- DATASET RECORDS
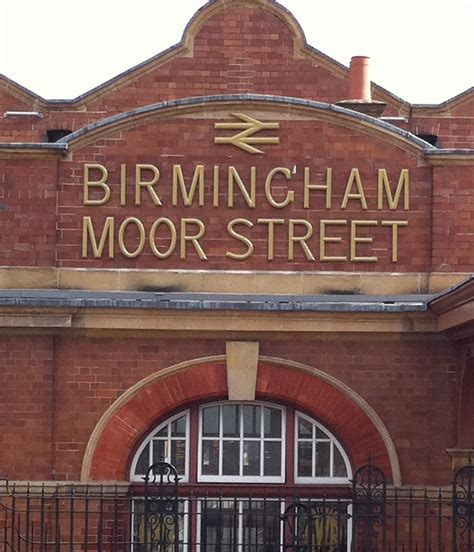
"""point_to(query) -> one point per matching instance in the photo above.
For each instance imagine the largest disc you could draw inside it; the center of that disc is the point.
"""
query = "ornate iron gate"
(463, 510)
(157, 518)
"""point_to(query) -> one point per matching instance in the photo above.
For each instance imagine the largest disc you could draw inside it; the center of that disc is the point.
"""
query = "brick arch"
(130, 418)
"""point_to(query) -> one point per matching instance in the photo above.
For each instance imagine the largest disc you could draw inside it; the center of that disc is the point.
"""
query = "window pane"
(305, 459)
(252, 420)
(272, 422)
(178, 427)
(210, 421)
(320, 434)
(231, 458)
(251, 458)
(323, 459)
(163, 431)
(230, 420)
(339, 464)
(143, 462)
(271, 458)
(160, 451)
(210, 458)
(305, 429)
(178, 455)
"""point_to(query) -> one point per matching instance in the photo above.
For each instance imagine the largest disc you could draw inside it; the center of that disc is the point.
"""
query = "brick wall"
(49, 413)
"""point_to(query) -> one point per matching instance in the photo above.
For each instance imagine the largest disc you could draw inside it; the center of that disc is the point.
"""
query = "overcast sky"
(421, 50)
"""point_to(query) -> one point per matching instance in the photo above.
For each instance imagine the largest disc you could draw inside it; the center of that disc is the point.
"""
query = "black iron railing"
(164, 516)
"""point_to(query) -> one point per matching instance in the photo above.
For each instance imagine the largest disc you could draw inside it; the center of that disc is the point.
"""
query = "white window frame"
(334, 443)
(203, 478)
(184, 477)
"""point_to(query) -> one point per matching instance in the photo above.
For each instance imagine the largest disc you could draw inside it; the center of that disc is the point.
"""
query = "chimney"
(360, 96)
(359, 79)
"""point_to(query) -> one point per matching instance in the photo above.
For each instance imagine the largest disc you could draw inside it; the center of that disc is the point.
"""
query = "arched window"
(168, 442)
(245, 442)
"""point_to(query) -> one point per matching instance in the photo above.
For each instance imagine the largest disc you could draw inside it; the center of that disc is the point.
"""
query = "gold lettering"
(188, 196)
(194, 239)
(240, 237)
(88, 233)
(394, 224)
(403, 184)
(271, 234)
(323, 239)
(354, 178)
(173, 237)
(121, 237)
(234, 177)
(355, 239)
(139, 183)
(292, 239)
(290, 195)
(123, 184)
(101, 183)
(323, 187)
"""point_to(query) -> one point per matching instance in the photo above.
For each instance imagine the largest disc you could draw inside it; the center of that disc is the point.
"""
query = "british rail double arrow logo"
(245, 139)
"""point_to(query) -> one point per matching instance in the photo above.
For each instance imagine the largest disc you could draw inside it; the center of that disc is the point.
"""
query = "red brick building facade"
(225, 224)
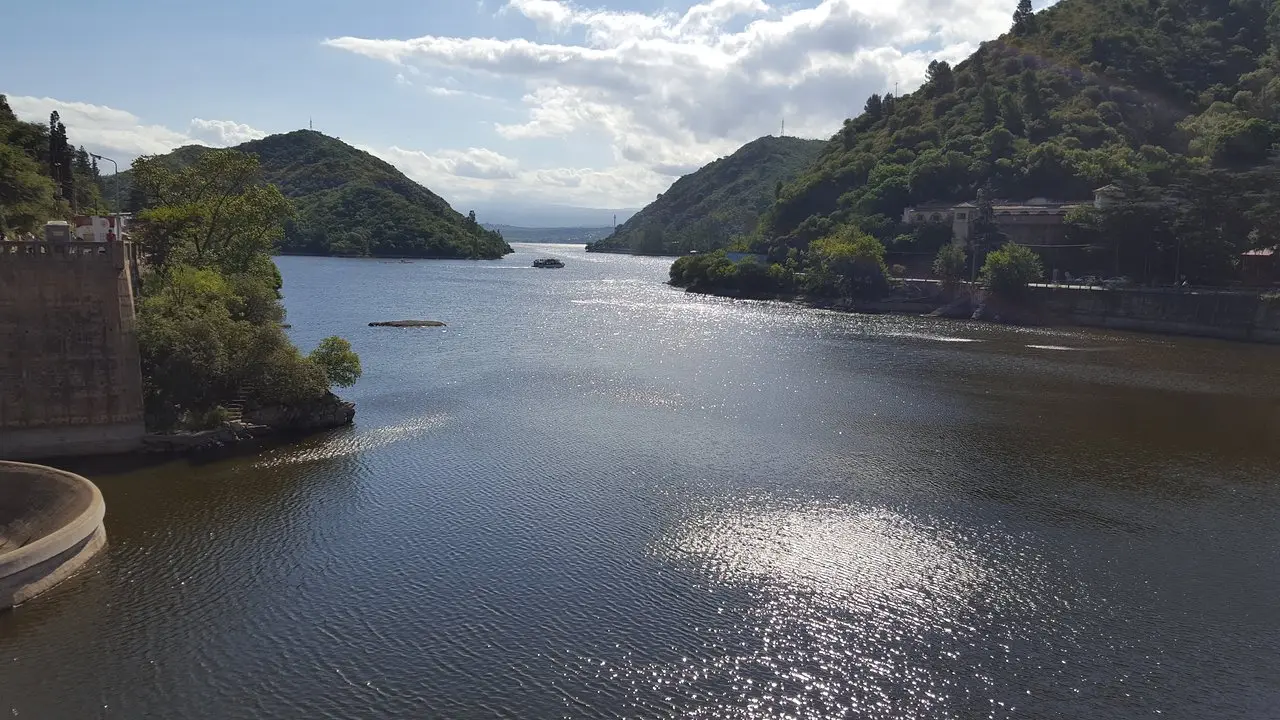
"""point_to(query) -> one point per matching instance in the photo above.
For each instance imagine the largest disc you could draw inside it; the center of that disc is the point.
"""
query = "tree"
(1011, 114)
(652, 242)
(990, 105)
(850, 263)
(949, 265)
(1024, 18)
(27, 197)
(339, 363)
(213, 213)
(940, 78)
(1010, 269)
(209, 318)
(874, 106)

- SET PROBLEM
Pull out each line above that contains the word "iron", and copy it in full.

- RESULT
query = "ornate iron gate"
query = "black iron railing"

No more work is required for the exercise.